***** DATASET EXCERPTS *****
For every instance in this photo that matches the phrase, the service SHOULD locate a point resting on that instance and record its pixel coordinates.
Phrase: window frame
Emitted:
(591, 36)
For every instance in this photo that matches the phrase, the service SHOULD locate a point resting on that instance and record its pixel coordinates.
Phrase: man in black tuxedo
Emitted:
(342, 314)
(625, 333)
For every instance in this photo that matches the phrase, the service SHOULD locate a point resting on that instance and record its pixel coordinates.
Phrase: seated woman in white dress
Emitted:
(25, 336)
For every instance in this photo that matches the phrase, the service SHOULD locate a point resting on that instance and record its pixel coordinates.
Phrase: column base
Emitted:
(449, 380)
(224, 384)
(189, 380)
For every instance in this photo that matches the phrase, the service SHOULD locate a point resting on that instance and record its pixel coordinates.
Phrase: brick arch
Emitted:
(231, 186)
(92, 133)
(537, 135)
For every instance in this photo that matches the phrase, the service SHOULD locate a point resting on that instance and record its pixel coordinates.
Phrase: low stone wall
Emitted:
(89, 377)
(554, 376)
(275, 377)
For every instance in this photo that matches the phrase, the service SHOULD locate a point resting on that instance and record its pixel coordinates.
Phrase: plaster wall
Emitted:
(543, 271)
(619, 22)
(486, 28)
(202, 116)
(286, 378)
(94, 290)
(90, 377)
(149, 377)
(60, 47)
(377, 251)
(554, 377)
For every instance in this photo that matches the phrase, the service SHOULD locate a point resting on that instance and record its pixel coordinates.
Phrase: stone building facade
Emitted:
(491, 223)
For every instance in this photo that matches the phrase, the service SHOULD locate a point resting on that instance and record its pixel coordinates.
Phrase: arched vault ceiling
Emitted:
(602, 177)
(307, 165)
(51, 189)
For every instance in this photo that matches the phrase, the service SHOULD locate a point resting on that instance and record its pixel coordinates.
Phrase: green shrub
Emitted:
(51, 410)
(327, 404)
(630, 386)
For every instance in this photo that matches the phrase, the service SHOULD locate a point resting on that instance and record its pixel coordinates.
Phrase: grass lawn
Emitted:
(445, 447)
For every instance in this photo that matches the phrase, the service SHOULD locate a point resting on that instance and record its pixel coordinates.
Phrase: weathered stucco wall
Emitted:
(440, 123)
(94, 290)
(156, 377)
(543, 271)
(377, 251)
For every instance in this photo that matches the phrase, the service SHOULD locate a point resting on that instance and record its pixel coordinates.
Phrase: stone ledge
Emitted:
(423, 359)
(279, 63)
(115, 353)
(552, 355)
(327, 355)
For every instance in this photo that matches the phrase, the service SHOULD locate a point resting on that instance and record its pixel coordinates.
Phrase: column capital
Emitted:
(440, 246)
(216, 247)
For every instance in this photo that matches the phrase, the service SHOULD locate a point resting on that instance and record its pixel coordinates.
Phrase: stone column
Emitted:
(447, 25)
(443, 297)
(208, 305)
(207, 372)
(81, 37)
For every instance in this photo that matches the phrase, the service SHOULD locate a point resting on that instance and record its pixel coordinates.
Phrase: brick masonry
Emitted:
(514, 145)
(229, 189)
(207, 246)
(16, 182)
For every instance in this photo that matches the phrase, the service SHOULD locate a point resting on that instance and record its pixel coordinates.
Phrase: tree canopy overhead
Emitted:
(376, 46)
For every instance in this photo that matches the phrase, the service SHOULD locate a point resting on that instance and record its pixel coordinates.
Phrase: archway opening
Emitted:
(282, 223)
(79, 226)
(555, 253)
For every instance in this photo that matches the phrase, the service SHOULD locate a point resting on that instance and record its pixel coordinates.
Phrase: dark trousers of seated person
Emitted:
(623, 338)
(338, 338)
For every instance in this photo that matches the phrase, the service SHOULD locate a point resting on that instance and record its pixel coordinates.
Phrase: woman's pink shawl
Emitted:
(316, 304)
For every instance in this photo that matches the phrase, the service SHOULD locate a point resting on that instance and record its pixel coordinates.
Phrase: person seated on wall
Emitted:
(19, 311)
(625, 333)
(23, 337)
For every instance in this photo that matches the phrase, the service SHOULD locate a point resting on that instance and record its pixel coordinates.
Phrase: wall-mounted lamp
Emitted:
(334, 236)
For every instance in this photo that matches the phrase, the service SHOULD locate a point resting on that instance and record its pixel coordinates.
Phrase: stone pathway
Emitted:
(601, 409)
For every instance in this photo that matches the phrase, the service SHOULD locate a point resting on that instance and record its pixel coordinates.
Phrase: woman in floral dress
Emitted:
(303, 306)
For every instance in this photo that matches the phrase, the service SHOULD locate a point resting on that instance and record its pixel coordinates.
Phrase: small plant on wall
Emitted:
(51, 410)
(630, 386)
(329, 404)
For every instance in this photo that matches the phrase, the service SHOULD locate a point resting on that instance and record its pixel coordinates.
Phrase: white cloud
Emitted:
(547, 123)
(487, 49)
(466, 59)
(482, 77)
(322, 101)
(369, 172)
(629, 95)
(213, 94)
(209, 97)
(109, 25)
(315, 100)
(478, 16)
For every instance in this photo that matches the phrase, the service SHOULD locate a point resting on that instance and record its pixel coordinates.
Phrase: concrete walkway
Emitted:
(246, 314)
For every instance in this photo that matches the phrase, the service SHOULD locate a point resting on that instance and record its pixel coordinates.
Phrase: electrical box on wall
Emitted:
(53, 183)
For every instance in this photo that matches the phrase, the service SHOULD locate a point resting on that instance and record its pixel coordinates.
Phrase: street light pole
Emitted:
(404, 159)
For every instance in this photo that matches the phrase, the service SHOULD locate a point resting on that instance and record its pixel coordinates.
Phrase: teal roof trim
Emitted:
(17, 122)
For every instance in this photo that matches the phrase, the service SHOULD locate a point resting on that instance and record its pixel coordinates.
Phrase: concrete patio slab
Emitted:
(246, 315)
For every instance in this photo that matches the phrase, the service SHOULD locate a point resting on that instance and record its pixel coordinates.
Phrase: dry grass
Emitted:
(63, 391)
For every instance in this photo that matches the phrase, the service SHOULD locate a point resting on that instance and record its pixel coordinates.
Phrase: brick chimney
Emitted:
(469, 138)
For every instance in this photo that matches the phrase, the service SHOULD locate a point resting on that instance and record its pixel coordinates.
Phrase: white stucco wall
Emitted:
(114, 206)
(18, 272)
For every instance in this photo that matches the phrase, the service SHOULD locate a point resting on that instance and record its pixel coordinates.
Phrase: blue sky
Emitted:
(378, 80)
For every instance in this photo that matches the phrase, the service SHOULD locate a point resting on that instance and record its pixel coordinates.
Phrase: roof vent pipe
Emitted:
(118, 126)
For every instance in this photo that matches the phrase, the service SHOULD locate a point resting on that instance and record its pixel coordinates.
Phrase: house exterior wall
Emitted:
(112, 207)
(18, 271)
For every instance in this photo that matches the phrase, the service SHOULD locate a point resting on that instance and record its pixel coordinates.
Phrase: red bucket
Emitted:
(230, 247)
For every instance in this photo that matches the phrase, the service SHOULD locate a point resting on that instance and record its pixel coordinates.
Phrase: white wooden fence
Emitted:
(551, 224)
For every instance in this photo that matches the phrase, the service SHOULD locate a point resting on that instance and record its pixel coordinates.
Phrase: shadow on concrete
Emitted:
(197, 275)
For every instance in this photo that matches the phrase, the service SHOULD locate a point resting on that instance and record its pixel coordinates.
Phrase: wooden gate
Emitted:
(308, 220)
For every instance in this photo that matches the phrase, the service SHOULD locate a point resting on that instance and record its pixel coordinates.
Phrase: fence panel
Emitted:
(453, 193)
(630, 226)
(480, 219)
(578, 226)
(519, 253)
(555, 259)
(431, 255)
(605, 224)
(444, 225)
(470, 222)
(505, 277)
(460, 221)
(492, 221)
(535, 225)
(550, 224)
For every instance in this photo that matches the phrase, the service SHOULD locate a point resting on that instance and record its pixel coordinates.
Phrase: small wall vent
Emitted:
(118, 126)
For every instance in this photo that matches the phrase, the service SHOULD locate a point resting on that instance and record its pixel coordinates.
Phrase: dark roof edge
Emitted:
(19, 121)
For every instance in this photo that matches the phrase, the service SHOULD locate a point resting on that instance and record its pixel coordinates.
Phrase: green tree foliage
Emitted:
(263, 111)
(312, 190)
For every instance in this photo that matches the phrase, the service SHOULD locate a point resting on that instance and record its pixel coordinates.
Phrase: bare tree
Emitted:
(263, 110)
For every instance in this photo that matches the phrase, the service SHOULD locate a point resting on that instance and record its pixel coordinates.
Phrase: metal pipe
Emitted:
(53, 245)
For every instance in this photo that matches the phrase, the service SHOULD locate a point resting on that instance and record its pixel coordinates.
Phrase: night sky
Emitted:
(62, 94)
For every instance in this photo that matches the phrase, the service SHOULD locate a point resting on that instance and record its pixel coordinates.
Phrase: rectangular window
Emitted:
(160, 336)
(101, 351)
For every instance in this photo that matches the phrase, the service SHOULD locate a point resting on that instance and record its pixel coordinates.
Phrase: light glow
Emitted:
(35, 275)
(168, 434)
*****
Report each line of the material that contains the string "column", copying every such line in full. Letter case matters, so match only that exact capitalization.

Phrase: column base
Phrase: column capital
Phrase: stone column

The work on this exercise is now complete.